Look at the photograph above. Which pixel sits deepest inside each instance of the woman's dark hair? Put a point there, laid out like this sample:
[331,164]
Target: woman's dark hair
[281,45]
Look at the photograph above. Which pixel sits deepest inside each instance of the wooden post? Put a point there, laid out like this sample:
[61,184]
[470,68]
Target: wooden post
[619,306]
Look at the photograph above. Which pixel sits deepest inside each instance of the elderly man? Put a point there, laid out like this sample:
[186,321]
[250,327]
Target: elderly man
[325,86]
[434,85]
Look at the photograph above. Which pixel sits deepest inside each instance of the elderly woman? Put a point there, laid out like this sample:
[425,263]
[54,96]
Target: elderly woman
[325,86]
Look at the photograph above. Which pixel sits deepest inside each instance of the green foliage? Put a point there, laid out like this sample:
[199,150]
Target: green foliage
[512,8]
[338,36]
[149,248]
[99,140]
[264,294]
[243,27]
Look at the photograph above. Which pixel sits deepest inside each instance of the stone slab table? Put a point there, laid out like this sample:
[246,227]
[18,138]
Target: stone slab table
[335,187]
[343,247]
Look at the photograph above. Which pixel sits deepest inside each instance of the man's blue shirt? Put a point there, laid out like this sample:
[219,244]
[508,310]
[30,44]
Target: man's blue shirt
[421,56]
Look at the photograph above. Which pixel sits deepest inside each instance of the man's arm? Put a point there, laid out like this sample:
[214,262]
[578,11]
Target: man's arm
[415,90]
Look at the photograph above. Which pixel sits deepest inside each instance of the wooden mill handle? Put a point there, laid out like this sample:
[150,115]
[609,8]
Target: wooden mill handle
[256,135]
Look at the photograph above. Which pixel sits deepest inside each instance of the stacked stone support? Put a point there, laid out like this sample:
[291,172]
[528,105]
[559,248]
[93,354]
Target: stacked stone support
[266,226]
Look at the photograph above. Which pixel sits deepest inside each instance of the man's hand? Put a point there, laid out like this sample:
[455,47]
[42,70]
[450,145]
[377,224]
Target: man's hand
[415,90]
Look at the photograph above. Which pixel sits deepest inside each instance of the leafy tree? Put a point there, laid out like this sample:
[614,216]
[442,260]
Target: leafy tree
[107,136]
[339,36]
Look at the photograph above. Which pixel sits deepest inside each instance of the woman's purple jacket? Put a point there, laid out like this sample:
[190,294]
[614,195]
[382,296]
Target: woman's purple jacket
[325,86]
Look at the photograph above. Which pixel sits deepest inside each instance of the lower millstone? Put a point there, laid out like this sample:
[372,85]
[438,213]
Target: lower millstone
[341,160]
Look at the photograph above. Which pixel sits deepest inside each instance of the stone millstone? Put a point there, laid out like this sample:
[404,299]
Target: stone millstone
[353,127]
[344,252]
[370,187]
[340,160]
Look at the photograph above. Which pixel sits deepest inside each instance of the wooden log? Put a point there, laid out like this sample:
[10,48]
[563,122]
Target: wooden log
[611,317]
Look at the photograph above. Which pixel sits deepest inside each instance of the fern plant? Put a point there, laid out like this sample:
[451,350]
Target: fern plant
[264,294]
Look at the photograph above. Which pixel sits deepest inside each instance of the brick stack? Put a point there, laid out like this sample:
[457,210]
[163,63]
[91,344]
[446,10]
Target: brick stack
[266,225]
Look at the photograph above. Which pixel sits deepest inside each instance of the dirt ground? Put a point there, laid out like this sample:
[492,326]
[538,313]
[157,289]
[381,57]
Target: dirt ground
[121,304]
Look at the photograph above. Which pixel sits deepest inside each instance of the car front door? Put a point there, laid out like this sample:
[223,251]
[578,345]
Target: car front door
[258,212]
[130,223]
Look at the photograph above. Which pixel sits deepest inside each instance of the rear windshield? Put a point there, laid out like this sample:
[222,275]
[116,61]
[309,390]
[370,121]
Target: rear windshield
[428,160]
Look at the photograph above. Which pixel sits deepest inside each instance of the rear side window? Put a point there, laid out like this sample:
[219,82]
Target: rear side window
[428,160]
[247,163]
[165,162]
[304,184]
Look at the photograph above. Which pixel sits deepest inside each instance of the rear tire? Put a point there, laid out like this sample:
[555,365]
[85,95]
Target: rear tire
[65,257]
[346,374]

• Task description: Put every line of the records above into a Markdown table with two columns, Row and Line. Number the rows in order and leave out blank lines.

• Finished task:
| Row | Line |
|---|---|
| 1 | Look at the photograph above. Which pixel sits deepest inside each instance of the woman's dark hair? Put a point there, laid out like this sample: |
| 2 | [331,164] |
| 3 | Target: woman's dark hair |
| 4 | [281,45] |
| 5 | Look at the photograph above. Which pixel sits deepest inside each instance of the wooden post? Put a point there, laid out like this sample: |
| 6 | [61,184] |
| 7 | [470,68] |
| 8 | Target: wooden post |
| 9 | [619,306] |
| 10 | Look at the photograph above. Which pixel sits deepest inside each instance of the elderly man? Put a point there, laid out like this sample: |
| 11 | [186,321] |
| 12 | [250,327] |
| 13 | Target: elderly man |
| 14 | [325,86] |
| 15 | [434,85] |
| 16 | Look at the photograph above. Which pixel sits deepest inside each instance of the elderly woman? Put a point there, laid out like this sample: |
| 17 | [425,263] |
| 18 | [54,96] |
| 19 | Target: elderly woman |
| 20 | [325,86] |
| 21 | Look at the photograph above. Which pixel sits deepest inside each instance of the green foliage? Put a point there, laid out like this sample: |
| 22 | [199,150] |
| 23 | Target: green foliage |
| 24 | [512,8] |
| 25 | [338,36] |
| 26 | [149,248] |
| 27 | [99,140] |
| 28 | [264,294] |
| 29 | [243,27] |
| 30 | Look at the photograph above. Which pixel sits deepest inside each instance of the stone slab table? Put a point there, laid out like this sample: |
| 31 | [246,227] |
| 32 | [18,138] |
| 33 | Target: stone slab table |
| 34 | [335,187] |
| 35 | [343,247] |
| 36 | Look at the photograph above. Which pixel sits deepest inside each instance of the man's blue shirt? Put a point there, laid out like this sample: |
| 37 | [219,244] |
| 38 | [508,310] |
| 39 | [30,44] |
| 40 | Target: man's blue shirt |
| 41 | [421,56] |
| 42 | Look at the photograph above. Which pixel sits deepest inside each instance of the man's arm? Put a point there, laid out like this sample: |
| 43 | [214,262] |
| 44 | [578,11] |
| 45 | Target: man's arm |
| 46 | [415,90] |
| 47 | Look at the photograph above. Which pixel sits deepest inside each instance of the wooden mill handle? Put a point there, laid out like this sample: |
| 48 | [150,115] |
| 49 | [609,8] |
| 50 | Target: wooden mill handle |
| 51 | [256,135] |
| 52 | Look at the photograph above. Which pixel sits deepest inside each instance of the stacked stone support? Put a point there, laid out like this sample: |
| 53 | [291,172] |
| 54 | [528,105] |
| 55 | [559,248] |
| 56 | [93,354] |
| 57 | Target: stacked stone support |
| 58 | [266,226] |
| 59 | Look at the photograph above. Which pixel sits deepest inside each instance of the man's hand? Put a point there, laid out like this sample: |
| 60 | [455,47] |
| 61 | [42,70] |
| 62 | [450,145] |
| 63 | [377,224] |
| 64 | Target: man's hand |
| 65 | [415,90] |
| 66 | Look at the photograph above. Which pixel sits deepest inside each instance of the leafy tree? Put a point there, laid out like this sample: |
| 67 | [614,216] |
| 68 | [442,260] |
| 69 | Target: leafy tree |
| 70 | [107,136] |
| 71 | [339,36] |
| 72 | Look at the photograph above. Which pixel sits deepest inside each instance of the woman's purple jacket? Put a point there, laid out like this sample: |
| 73 | [190,294] |
| 74 | [614,195] |
| 75 | [382,296] |
| 76 | Target: woman's purple jacket |
| 77 | [325,86] |
| 78 | Look at the photograph above. Which pixel sits deepest inside each instance of the lower millstone? Put a point there, laid out like this sample: |
| 79 | [372,85] |
| 80 | [438,213] |
| 81 | Target: lower millstone |
| 82 | [341,160] |
| 83 | Look at the photograph above. Which pixel sits deepest inside each instance of the stone millstone? Put a point there, laid out like this sample: |
| 84 | [404,299] |
| 85 | Target: stone millstone |
| 86 | [353,127] |
| 87 | [344,252] |
| 88 | [370,187] |
| 89 | [340,160] |
| 90 | Look at the photograph above. Which pixel sits deepest inside each instance of the wooden log? Put a point there, laid out like this sample: |
| 91 | [10,48] |
| 92 | [563,122] |
| 93 | Target: wooden log |
| 94 | [611,317] |
| 95 | Look at the photograph above. Which pixel sits deepest inside each instance of the fern plant? Put a point there, laid out like this sample: |
| 96 | [451,350] |
| 97 | Target: fern plant |
| 98 | [264,294] |
| 99 | Look at the photograph above. Which pixel sits deepest inside each instance of the brick stack? Put a point there, laid out like this sample: |
| 100 | [457,210] |
| 101 | [163,63] |
| 102 | [91,344] |
| 103 | [446,10] |
| 104 | Target: brick stack |
| 105 | [266,225] |
| 106 | Look at the photograph above. Which pixel sits deepest inside each instance of the dirt ground? Put a point there, laid out like this sample: |
| 107 | [492,326] |
| 108 | [538,313] |
| 109 | [157,289] |
| 110 | [381,57] |
| 111 | Target: dirt ground |
| 112 | [121,304] |
| 113 | Look at the photograph above. Which pixel sits deepest inside each instance of the car front door? Put a point there, laid out like this sample: |
| 114 | [223,251] |
| 115 | [578,345] |
| 116 | Target: car front door |
| 117 | [258,212] |
| 118 | [130,223] |
| 119 | Look at the photograph above. Which pixel sits deepest inside each instance of the rear windshield? Put a point there, laid out like this sample: |
| 120 | [222,275] |
| 121 | [116,61] |
| 122 | [309,390] |
| 123 | [370,121] |
| 124 | Target: rear windshield |
| 125 | [428,160] |
| 126 | Look at the photograph above. Which pixel sits deepest inside each instance of the rear side window? Put a point there, laid out like this sample: |
| 127 | [219,82] |
| 128 | Target: rear side window |
| 129 | [428,160] |
| 130 | [247,163] |
| 131 | [165,162] |
| 132 | [304,184] |
| 133 | Look at the photograph above. Which pixel sits deepest inside each instance of the rear tire? Put a point there, laid out like this sample: |
| 134 | [555,365] |
| 135 | [85,95] |
| 136 | Target: rear tire |
| 137 | [65,257] |
| 138 | [346,374] |